■ Your goal: Copy out the listing in full, exactly as written, but not its pictures.

■ Data for the task:
--------------------------------

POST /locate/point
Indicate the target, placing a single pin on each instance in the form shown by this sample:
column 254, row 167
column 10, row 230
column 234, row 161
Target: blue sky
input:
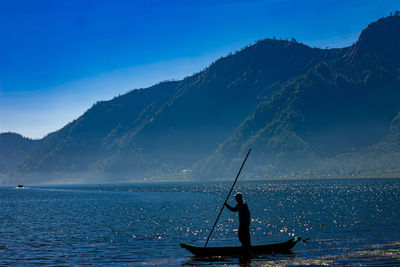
column 59, row 57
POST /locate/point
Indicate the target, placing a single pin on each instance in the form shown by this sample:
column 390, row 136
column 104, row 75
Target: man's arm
column 232, row 208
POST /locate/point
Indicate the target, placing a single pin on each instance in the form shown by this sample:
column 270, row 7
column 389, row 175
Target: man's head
column 239, row 197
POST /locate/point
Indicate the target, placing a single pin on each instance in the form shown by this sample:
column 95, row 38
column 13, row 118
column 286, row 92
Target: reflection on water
column 348, row 222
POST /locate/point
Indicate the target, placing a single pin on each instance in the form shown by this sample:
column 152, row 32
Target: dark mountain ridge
column 301, row 109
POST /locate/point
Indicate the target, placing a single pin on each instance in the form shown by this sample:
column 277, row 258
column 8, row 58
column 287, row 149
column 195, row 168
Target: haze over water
column 349, row 222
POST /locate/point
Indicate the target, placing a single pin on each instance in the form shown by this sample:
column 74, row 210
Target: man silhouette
column 244, row 220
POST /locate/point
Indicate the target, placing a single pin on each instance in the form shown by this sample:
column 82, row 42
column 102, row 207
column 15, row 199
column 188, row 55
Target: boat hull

--------------------------------

■ Result of this exercise:
POST /locate/point
Indicate the target, placing a single pin on each instance in the form shown by this sample:
column 254, row 167
column 10, row 230
column 234, row 161
Target: blue sky
input:
column 59, row 57
POST /locate/point
Indicate the target, placing a single pin on each instance in the form shown by this sample:
column 390, row 136
column 104, row 75
Target: man's arm
column 232, row 208
POST /locate/point
Indicate the target, placing a single pin on each instance in the form shown by this sample:
column 270, row 7
column 389, row 175
Target: man's head
column 239, row 197
POST /locate/point
Indicate the target, placing a single pin on each instance in the form shown by this sample:
column 95, row 38
column 13, row 118
column 286, row 92
Target: reflection on water
column 348, row 222
POST /locate/point
Indicate the target, placing a single pin on each instance in the form shown by this sample:
column 152, row 32
Target: dark mountain ridge
column 301, row 109
POST /locate/point
Indicate the target, placing a single pin on each instance in the form shown by this sample:
column 277, row 258
column 8, row 58
column 287, row 149
column 195, row 168
Target: haze over water
column 349, row 222
POST /locate/point
Indicate the target, placing a single pin on each instance in the form shown by this sample:
column 74, row 210
Target: man silhouette
column 244, row 220
POST /locate/point
Indicate the target, placing a single pin on each instance in the form shown by this sample:
column 82, row 42
column 102, row 207
column 15, row 199
column 188, row 55
Target: boat hull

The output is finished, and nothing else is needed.